[Stored data]
------------------------------------------------------------
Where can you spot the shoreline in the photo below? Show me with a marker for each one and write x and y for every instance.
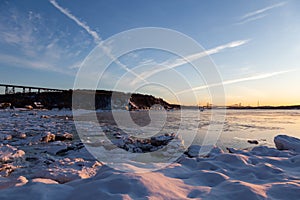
(43, 156)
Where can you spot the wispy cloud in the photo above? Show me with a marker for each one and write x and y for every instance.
(169, 64)
(258, 14)
(93, 33)
(29, 63)
(239, 80)
(96, 37)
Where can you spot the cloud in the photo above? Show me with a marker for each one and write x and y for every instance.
(239, 80)
(66, 12)
(258, 14)
(169, 64)
(29, 63)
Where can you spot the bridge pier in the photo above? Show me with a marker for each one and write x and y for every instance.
(11, 89)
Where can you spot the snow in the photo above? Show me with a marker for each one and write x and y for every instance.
(284, 142)
(31, 168)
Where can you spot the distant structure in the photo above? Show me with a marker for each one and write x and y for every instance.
(11, 89)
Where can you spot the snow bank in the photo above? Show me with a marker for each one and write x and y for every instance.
(261, 173)
(284, 142)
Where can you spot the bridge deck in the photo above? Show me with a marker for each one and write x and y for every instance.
(10, 89)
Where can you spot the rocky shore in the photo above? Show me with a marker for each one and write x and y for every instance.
(42, 157)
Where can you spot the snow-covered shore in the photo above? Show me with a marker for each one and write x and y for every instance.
(45, 166)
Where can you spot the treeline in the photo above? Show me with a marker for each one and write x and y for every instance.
(85, 99)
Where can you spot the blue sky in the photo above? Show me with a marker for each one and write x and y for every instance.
(254, 44)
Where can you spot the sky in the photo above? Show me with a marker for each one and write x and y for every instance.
(254, 46)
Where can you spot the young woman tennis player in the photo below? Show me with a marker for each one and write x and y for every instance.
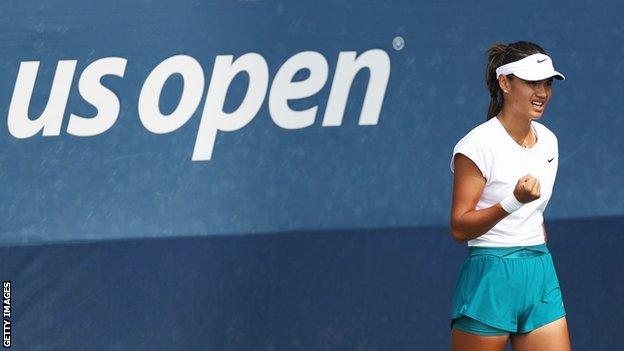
(504, 171)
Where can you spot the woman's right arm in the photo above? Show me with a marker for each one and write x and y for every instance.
(466, 221)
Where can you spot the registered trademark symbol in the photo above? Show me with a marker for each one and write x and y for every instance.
(398, 43)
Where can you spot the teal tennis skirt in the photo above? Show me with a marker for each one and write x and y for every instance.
(514, 289)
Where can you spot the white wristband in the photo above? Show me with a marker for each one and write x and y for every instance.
(510, 203)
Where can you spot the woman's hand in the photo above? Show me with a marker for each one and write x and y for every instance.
(527, 189)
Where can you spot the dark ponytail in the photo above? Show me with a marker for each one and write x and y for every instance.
(498, 55)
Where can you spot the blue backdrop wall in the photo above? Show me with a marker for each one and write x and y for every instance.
(165, 185)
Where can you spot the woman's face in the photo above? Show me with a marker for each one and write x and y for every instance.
(528, 98)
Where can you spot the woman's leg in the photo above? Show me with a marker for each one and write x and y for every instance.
(462, 341)
(550, 337)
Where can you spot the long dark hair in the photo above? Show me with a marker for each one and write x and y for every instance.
(498, 55)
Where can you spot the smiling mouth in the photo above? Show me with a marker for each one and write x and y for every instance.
(539, 105)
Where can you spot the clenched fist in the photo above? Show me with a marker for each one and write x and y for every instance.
(527, 189)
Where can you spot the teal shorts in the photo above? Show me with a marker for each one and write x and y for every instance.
(506, 290)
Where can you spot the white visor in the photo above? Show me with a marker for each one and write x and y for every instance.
(532, 68)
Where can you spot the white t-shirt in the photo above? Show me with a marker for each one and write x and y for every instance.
(503, 162)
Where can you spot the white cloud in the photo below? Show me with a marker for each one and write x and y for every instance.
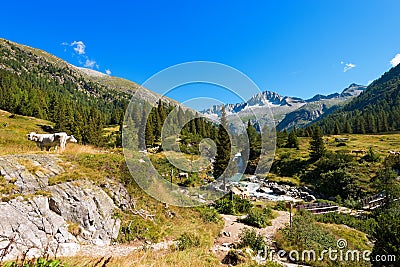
(347, 66)
(79, 47)
(90, 63)
(395, 61)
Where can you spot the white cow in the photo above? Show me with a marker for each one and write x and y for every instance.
(51, 140)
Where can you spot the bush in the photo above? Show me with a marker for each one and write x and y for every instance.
(36, 263)
(259, 218)
(366, 225)
(188, 240)
(372, 156)
(250, 238)
(280, 205)
(209, 215)
(233, 205)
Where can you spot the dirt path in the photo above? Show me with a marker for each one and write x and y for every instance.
(232, 229)
(120, 250)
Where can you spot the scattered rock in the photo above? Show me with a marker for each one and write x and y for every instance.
(73, 214)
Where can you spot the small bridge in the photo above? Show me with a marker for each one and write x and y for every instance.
(373, 202)
(319, 208)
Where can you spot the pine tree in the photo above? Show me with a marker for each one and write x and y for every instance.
(254, 148)
(348, 127)
(149, 136)
(223, 148)
(142, 132)
(317, 146)
(337, 128)
(293, 142)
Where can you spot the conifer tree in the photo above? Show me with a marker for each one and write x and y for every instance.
(337, 128)
(223, 148)
(317, 146)
(149, 136)
(293, 142)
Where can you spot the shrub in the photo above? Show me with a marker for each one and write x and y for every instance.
(209, 215)
(74, 228)
(372, 156)
(280, 205)
(250, 238)
(259, 218)
(366, 225)
(36, 263)
(232, 205)
(188, 240)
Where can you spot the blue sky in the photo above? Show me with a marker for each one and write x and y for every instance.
(297, 48)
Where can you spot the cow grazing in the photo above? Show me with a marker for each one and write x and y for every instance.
(46, 141)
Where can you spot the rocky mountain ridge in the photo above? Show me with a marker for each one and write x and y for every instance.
(286, 111)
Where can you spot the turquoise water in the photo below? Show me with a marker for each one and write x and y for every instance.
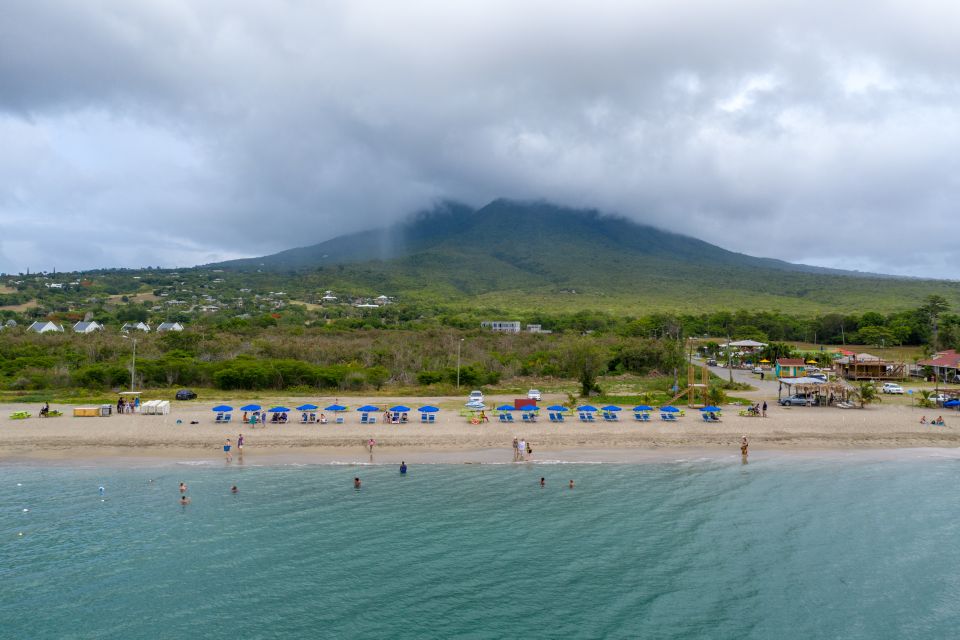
(792, 547)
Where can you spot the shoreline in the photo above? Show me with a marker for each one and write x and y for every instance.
(324, 456)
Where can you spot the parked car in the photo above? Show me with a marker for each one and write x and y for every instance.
(795, 401)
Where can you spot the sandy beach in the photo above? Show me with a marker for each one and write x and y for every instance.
(453, 438)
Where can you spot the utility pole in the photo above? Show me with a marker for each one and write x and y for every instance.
(459, 343)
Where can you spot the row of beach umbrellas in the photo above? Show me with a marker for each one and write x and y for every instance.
(335, 408)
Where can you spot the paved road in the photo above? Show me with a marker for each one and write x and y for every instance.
(766, 389)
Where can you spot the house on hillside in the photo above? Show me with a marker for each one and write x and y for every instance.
(87, 327)
(504, 326)
(790, 367)
(866, 366)
(945, 365)
(45, 327)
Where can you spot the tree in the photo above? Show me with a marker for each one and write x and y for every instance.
(586, 361)
(934, 306)
(867, 393)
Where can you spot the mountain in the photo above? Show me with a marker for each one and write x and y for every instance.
(529, 253)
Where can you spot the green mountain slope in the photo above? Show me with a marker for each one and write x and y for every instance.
(520, 254)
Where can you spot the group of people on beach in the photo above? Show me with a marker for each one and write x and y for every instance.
(128, 406)
(522, 451)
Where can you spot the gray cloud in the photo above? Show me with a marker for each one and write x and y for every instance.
(173, 132)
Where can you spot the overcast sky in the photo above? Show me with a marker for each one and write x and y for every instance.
(177, 132)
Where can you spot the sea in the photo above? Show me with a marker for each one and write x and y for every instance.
(814, 545)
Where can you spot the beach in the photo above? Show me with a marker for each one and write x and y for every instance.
(453, 439)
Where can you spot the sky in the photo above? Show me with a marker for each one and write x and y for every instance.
(177, 132)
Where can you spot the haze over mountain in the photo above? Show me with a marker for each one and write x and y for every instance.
(511, 250)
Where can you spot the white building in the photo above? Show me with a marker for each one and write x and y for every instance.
(506, 326)
(87, 327)
(44, 327)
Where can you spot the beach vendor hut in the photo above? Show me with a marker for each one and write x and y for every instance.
(504, 412)
(368, 413)
(223, 412)
(428, 413)
(337, 409)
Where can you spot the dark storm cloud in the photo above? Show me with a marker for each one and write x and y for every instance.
(176, 132)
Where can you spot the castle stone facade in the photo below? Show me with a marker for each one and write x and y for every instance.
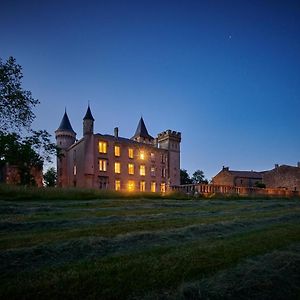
(111, 162)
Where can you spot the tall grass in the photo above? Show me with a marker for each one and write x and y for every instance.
(12, 192)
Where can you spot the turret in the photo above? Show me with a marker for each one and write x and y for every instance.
(65, 137)
(88, 122)
(141, 134)
(170, 140)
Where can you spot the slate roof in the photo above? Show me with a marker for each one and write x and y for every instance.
(65, 124)
(141, 131)
(124, 140)
(88, 115)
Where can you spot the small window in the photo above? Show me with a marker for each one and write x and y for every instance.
(152, 155)
(162, 187)
(117, 167)
(130, 185)
(142, 186)
(117, 150)
(131, 169)
(102, 147)
(103, 165)
(142, 170)
(142, 154)
(152, 171)
(75, 170)
(117, 185)
(153, 186)
(130, 152)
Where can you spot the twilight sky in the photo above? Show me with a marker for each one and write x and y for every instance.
(224, 73)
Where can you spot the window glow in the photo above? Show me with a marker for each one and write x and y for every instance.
(142, 170)
(142, 186)
(102, 147)
(130, 185)
(153, 186)
(117, 167)
(103, 165)
(131, 169)
(130, 153)
(162, 187)
(117, 185)
(152, 171)
(142, 154)
(117, 150)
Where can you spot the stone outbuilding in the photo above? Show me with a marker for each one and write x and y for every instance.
(237, 178)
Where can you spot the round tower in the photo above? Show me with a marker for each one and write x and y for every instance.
(170, 140)
(65, 137)
(88, 122)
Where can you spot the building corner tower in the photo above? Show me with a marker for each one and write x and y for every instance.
(65, 137)
(170, 140)
(89, 151)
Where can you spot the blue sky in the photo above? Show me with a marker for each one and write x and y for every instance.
(224, 73)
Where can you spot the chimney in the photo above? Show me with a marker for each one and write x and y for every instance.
(116, 132)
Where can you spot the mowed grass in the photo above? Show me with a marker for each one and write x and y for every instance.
(150, 249)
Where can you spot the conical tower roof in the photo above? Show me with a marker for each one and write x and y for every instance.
(65, 124)
(141, 130)
(88, 115)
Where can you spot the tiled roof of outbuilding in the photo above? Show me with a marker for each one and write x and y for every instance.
(246, 174)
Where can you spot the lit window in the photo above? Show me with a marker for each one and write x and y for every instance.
(142, 170)
(142, 186)
(102, 147)
(103, 165)
(117, 185)
(130, 185)
(130, 153)
(131, 169)
(153, 186)
(142, 154)
(152, 171)
(117, 167)
(163, 172)
(117, 150)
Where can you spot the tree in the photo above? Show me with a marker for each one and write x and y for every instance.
(16, 114)
(50, 177)
(198, 177)
(16, 104)
(26, 153)
(185, 177)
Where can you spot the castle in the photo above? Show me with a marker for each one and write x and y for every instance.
(111, 162)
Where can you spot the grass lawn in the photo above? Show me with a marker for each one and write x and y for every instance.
(150, 249)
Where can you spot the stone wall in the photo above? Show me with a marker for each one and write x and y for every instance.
(287, 177)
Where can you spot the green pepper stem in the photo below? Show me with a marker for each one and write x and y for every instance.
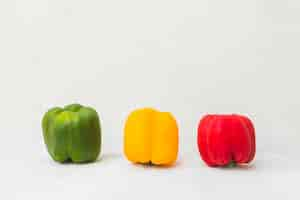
(231, 164)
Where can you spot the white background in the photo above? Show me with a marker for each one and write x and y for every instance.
(188, 57)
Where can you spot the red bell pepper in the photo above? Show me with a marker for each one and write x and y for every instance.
(226, 140)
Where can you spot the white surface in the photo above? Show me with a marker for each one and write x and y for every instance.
(187, 57)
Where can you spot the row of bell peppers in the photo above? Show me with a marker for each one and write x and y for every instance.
(73, 133)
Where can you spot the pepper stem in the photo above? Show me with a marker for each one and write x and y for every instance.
(231, 164)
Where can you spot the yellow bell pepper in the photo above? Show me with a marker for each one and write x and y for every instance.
(151, 137)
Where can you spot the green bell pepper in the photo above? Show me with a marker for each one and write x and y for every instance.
(72, 133)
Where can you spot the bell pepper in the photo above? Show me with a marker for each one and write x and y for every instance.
(151, 137)
(226, 140)
(72, 133)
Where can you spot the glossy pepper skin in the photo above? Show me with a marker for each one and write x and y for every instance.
(226, 140)
(72, 133)
(151, 137)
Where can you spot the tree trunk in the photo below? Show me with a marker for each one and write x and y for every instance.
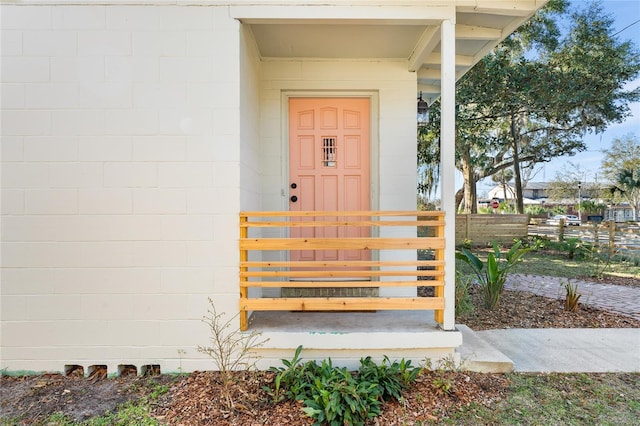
(470, 193)
(459, 197)
(517, 178)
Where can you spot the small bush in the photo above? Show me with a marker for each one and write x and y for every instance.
(492, 274)
(335, 396)
(464, 301)
(571, 297)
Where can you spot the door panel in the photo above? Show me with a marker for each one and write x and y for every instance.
(329, 163)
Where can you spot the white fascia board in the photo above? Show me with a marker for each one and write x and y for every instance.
(428, 41)
(428, 74)
(470, 32)
(523, 8)
(410, 15)
(435, 58)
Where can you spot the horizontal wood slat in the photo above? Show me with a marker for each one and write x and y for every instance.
(341, 263)
(340, 274)
(341, 303)
(331, 284)
(340, 243)
(351, 213)
(263, 234)
(316, 224)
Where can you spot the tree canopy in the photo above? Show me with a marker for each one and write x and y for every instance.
(536, 95)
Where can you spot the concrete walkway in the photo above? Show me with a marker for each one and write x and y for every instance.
(559, 350)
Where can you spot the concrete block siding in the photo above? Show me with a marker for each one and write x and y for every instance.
(120, 183)
(131, 138)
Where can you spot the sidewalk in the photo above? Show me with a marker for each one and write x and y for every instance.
(559, 350)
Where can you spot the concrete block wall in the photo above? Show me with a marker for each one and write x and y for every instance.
(120, 183)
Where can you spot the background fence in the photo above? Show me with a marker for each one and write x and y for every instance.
(481, 229)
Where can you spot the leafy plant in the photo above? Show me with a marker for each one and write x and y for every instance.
(339, 399)
(231, 349)
(335, 396)
(493, 274)
(571, 297)
(391, 377)
(464, 302)
(573, 247)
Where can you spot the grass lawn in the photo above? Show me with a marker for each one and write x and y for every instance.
(557, 264)
(561, 399)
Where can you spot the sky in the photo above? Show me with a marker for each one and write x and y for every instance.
(626, 14)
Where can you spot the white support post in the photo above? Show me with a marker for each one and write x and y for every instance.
(447, 165)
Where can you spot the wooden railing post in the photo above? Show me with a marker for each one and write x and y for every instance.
(438, 314)
(244, 232)
(612, 238)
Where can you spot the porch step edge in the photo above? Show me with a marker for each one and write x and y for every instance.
(480, 356)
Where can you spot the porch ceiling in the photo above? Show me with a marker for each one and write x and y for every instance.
(402, 30)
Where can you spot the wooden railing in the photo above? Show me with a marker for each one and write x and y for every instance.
(389, 236)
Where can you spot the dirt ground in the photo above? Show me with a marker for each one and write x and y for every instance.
(195, 399)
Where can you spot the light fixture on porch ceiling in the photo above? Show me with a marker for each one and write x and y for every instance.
(423, 111)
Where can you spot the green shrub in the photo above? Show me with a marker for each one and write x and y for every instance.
(335, 396)
(493, 274)
(464, 302)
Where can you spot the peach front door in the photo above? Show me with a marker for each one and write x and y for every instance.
(329, 166)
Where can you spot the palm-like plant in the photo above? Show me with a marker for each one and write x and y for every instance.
(627, 184)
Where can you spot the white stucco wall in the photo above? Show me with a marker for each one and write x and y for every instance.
(120, 183)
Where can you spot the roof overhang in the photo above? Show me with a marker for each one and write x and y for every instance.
(401, 30)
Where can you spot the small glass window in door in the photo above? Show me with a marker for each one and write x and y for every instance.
(329, 154)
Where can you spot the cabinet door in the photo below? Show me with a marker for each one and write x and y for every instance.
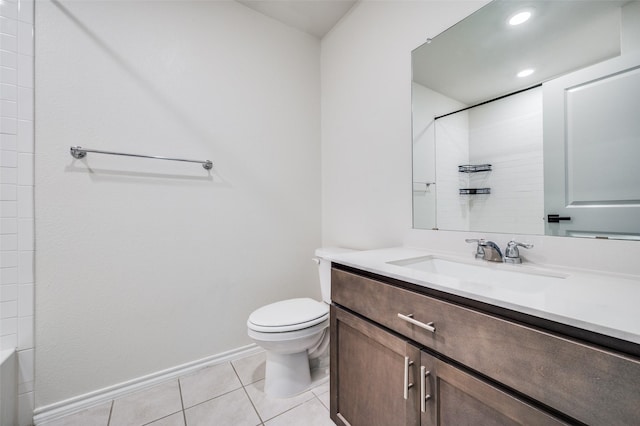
(373, 374)
(591, 150)
(455, 397)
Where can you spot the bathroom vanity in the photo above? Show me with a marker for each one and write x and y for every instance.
(414, 347)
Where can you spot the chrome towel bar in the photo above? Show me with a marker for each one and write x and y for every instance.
(79, 152)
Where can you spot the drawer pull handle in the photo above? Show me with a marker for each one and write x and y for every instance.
(407, 385)
(341, 417)
(408, 318)
(424, 397)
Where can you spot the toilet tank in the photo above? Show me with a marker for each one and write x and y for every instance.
(323, 258)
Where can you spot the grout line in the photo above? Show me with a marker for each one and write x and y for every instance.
(247, 393)
(113, 402)
(184, 413)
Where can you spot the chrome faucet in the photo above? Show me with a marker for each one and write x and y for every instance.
(512, 254)
(487, 250)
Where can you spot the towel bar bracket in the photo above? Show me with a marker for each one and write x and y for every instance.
(79, 152)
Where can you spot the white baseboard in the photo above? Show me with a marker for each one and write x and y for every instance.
(82, 402)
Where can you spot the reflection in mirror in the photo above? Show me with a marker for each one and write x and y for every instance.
(471, 108)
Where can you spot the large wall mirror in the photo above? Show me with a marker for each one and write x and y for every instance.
(526, 120)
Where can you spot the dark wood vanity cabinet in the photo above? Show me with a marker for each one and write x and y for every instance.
(478, 369)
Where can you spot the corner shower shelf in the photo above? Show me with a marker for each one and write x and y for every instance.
(474, 168)
(473, 191)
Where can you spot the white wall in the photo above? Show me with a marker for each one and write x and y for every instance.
(630, 27)
(507, 134)
(428, 157)
(142, 264)
(366, 117)
(16, 194)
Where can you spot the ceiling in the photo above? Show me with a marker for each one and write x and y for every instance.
(315, 17)
(478, 58)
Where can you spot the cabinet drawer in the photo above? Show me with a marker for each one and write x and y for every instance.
(590, 384)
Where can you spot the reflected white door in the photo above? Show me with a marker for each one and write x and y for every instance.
(592, 150)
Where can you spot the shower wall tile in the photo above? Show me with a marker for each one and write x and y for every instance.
(8, 293)
(8, 26)
(8, 143)
(8, 226)
(8, 209)
(8, 242)
(9, 276)
(8, 192)
(8, 59)
(8, 42)
(9, 75)
(25, 11)
(8, 259)
(8, 92)
(8, 158)
(8, 309)
(9, 9)
(8, 175)
(17, 193)
(9, 125)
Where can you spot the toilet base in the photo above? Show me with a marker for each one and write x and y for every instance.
(286, 375)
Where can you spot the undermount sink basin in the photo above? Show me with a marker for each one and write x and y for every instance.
(481, 272)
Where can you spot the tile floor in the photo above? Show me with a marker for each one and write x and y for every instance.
(229, 394)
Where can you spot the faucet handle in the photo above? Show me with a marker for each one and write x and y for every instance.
(480, 248)
(512, 254)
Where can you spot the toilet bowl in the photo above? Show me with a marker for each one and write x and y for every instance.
(293, 332)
------------------------------------------------------------
_Required task_.
Rewrite the entries from the line that contains "Where can you spot the toilet base" through the end of the entries, replacing "marker" with "dot" and leaving everything else unchanged.

_Task solution_.
Where can you spot the toilet base in the photo above? Show me with a dot for each one and write x and y for every instance.
(286, 375)
Where can you spot the undermount sink basin in the photo above? Show me with a dot for each one and write x and y for every instance.
(481, 272)
Where can you spot the tile floor in the photo above? Show me with a dot for each one and write x and y for every instance.
(229, 394)
Where can you spot the faucet handle in the photo above? Show me with a dot for each one and write x and y for every instance.
(480, 248)
(512, 254)
Where can you spot the toilet bowl in the photo above? Show me with a dot for each one and write x and y for every instance.
(293, 332)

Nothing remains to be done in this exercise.